Reproduce all of the rows below word for word, in the same order.

— Start —

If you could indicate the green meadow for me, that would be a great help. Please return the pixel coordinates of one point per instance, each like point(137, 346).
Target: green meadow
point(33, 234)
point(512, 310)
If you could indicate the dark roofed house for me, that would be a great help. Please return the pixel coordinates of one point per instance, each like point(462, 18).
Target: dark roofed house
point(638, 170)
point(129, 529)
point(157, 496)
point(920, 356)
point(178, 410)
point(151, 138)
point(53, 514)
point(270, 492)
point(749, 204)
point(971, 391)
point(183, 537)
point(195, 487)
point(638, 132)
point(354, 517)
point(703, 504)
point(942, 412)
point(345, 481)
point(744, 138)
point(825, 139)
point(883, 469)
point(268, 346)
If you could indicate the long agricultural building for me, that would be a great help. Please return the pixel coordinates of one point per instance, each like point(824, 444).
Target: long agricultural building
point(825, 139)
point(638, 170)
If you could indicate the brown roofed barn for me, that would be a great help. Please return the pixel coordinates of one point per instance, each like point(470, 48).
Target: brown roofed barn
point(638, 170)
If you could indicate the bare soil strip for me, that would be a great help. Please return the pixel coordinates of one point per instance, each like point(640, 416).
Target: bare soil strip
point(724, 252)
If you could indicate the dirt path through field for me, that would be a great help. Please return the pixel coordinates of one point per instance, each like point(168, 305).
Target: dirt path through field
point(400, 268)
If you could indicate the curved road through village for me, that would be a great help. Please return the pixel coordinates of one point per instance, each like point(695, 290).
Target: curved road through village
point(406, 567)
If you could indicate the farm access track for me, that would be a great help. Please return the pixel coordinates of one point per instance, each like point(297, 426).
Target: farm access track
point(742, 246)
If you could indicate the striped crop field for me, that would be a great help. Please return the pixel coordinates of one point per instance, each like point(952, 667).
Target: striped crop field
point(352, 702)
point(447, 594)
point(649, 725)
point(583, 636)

— End —

» EXERCISE RESULT
If you could indicate the green meadow for me, that would be a great help. Please return the pixel coordinates of one point per instance, each like point(137, 346).
Target: green meadow
point(33, 234)
point(512, 310)
If you could indicate the dark roofed house for me, that would be a great help. Please return the pixel coordinates of one point per instance, each like point(462, 18).
Target: dark roofed house
point(638, 170)
point(129, 529)
point(157, 496)
point(920, 356)
point(178, 410)
point(151, 138)
point(53, 514)
point(270, 492)
point(749, 204)
point(971, 391)
point(183, 537)
point(195, 487)
point(638, 132)
point(354, 517)
point(703, 504)
point(942, 412)
point(345, 481)
point(744, 138)
point(825, 139)
point(883, 469)
point(268, 346)
If you could indicate the long agricultural building for me, that would be a great help. Please return the pixel coordinates of one point per instance, each like point(824, 444).
Target: long agricultural building
point(825, 139)
point(638, 170)
If you could indicate the brown roofed barn for me, that would be a great help. Please return the pixel coordinates of one point per instance, each like point(470, 48).
Target: brown roofed barn
point(638, 170)
If you could indicate the bare soil strip for me, that would be a great help. Please return the pixel coordinates of one point per instance, each like point(640, 416).
Target: bare soil strip
point(724, 252)
If you could indicate the dirt path through field for me, that would be a great help. Please return the pixel coordinates of one point per instance, each like point(168, 305).
Target: dirt path through field
point(400, 268)
If you could indicate the curved road through village for me, that would be a great help. Please return the pixel coordinates of one point per instance, each like point(695, 290).
Target: curved road through village
point(406, 567)
If you could indicate the farm access track for me, that would be a great help. Please return the pixel coordinates of one point per instance, each like point(297, 426).
Target: farm access track
point(742, 246)
If you could indicate the striped crop field for me, that would be a great help. Please return the pixel coordinates of one point per instance, each like point(952, 667).
Target: striped crop field
point(352, 702)
point(447, 594)
point(649, 725)
point(583, 636)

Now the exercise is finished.